AMERICAN GO E JOURNAL: News from the American Go Association
April 26, 2004
In This Edition:
U.S. GO NEWS Feng Yun In Hoboken Tonight; Grand Rapids Tourney Postponed; Yu Tops In Toronto; Nelson Victorious In Vermont; Wanna Host A Go Congress?; BGA Members Welcomed; Wilcox Releases Sector Fights; Goodell Redux
WORLD GO NEWS China And Korea To Battle It Out In Prestigious Ing Cup Semi-Finals; One Season Ends, Another Begins; Shiu Wins First Durham Go Tournament; Other World Go News In Brief
GAME COMMENTARY: Female Meijins, An Opening Problem And A Quiz
YOUR MOVE: Shuko‘s Dictionary
THE TRAVELING BOARD: Report from Shanghai
LESSONS FROM NEWBIES
CALENDAR OF EVENTS
ATTACHED FILES: 2004.04.26.go4go.commentary.sgf; 2004.04.26 Ing championship Cha Vs Zhou.sgf; 2004.04.26.Kiseido Opening Problem.sgf; 2004.04.26 Nakayama NS-6.pdf
U.S. GO NEWS
FENG YUN IN HOBOKEN TONIGHT: Feng Yun, 9P will lecture tonight at the Hoboken Go Club. The lecture runs 7-11P at the Howe Center Building on the campus of Stevens Institute of Technology in Hoboken, New Jersey. Info: Larry Russ; 201-216-5379; firstname.lastname@example.org Directions: http://personal.s tevens.edu/~lruss/Directions.htm
GRAND RAPIDS TOURNEY POSTPONED: The May 8 Grand Rapids Go Tournament is being rescheduled, reports David Hast of the Grand Rapids Go Club. “We overlooked a major event in downtown Grand Rapids that day which brings tens of thousands of people into the vicinity of our tournament site,” says David. “Traffic, parking, etc. will be very difficult that day.” The tournament will be moved back to either May 15 or 22; look for an announcement soon.
YU TOPS IN TORONTO: Zhiqi Yu, 7d won the Toronto Open, held April 17-18. His perfect 6-0 result earned him the top honors and the $350 first-place prize. “Advertising in the E-Journal resulted in 15 players from the USA making the trip to Toronto which greatly improved the competition,” reports organizer Frank Monks. Fifty-six players participated, including 32 at the dan level.
Complete results: Championship (Open Section): 1st: Yu, Zhiqi, 7d (Canada); 2nd: Kim, Young, 6d (CA); 3rd: Sedgwick, James, 6d (Can); 4 Dan to 3 Dan: 1st: Wong, Vincent, 4d (Can); 2nd: Yan, Calvin, 4d (Can); 3rd: Guo, Jared, 3d (Can); 2 Dan to 1 Dan: 1st: Galfaso, Lucas, 1d (US); 2nd: Rosenblatt, Greg, 2d (US); 3rd: Weldon, Alex, 2d (Can); 1 Kyu to 9 Kyu: 1st: Frankel-Goldwater, 6k (US); 2nd: McDermott, Tom, 6k (Can); 3rd: Saiyan, Aleks, 2k (Can); 10 Kyu to 28 Kyu: 1st: Sun, Cody, 18k (Can); 2nd: Lipatov, Peter, 11k (Can); 3rd: Davis, Steven, 17k (US).

========

■ Required work:
A: Which files does the newsletter list as attached? Name every one.
B: How many lines of the records contain the string "frog", counting case? Reply with the number alone.

■ Record extracts:
========

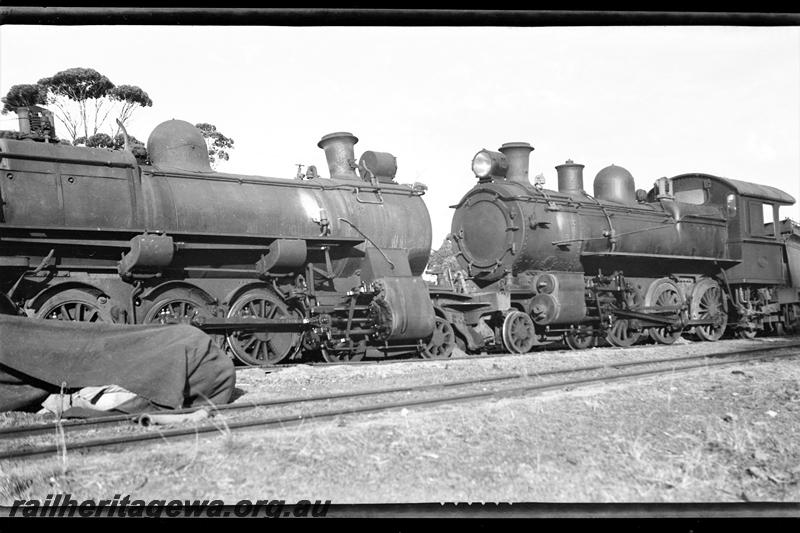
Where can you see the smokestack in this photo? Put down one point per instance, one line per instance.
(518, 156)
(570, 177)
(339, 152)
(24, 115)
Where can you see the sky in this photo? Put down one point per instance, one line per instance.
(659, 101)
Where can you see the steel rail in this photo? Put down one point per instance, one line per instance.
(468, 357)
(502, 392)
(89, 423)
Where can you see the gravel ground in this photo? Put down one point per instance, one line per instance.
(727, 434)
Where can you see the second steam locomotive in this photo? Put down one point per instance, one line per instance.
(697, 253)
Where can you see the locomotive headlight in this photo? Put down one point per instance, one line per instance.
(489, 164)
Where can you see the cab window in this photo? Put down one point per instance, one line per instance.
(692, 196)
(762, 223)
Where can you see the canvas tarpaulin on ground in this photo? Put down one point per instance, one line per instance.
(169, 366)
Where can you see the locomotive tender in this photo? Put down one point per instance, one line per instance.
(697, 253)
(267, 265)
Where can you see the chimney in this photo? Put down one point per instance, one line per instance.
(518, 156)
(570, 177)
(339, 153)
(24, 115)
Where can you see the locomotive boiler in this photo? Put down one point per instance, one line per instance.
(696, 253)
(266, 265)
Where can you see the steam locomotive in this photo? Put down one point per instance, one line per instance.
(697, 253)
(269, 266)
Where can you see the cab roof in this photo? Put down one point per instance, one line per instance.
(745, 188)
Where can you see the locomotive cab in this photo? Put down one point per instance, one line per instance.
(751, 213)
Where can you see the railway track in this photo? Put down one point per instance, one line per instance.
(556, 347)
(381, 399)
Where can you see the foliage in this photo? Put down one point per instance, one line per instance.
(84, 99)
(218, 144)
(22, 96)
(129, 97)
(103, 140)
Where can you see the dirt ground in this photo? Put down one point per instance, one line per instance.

========

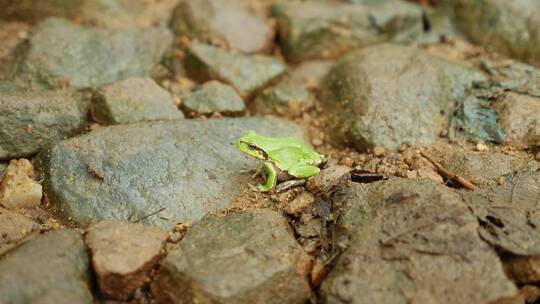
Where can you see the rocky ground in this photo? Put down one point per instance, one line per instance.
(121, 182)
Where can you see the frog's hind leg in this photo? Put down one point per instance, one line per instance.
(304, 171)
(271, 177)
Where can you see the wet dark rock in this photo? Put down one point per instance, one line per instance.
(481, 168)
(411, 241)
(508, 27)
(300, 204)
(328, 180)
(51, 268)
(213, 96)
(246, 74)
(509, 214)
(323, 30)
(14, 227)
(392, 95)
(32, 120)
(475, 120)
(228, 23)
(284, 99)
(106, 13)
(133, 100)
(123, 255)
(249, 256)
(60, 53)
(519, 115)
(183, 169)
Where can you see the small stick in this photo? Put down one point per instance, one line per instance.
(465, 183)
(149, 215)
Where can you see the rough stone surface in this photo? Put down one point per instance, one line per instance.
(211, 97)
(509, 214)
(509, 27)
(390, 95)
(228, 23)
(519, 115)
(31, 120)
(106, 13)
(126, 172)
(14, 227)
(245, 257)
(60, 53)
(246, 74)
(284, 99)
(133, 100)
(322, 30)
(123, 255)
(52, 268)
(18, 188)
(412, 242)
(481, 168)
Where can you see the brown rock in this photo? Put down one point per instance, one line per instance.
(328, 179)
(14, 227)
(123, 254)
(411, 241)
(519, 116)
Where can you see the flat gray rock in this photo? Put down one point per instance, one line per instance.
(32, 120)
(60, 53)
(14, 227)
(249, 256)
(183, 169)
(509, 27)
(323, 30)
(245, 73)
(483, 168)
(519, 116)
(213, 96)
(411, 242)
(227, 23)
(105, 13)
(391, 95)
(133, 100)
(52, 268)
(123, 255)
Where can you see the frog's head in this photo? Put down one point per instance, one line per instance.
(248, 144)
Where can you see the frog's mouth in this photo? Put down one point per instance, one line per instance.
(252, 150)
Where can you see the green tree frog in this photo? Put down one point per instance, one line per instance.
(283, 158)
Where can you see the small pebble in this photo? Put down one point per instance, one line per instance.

========

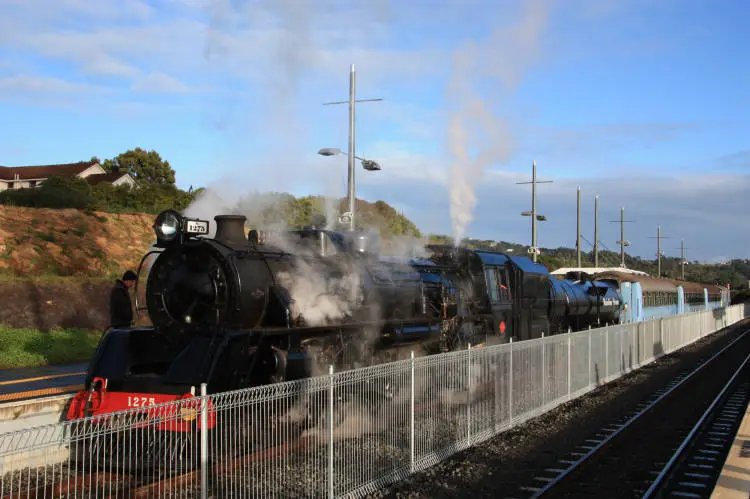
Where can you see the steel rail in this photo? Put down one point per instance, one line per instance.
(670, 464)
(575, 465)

========

■ The answers:
A:
2004.04.26.go4go.commentary.sgf
2004.04.26 Ing championship Cha Vs Zhou.sgf
2004.04.26.Kiseido Opening Problem.sgf
2004.04.26 Nakayama NS-6.pdf

B: 4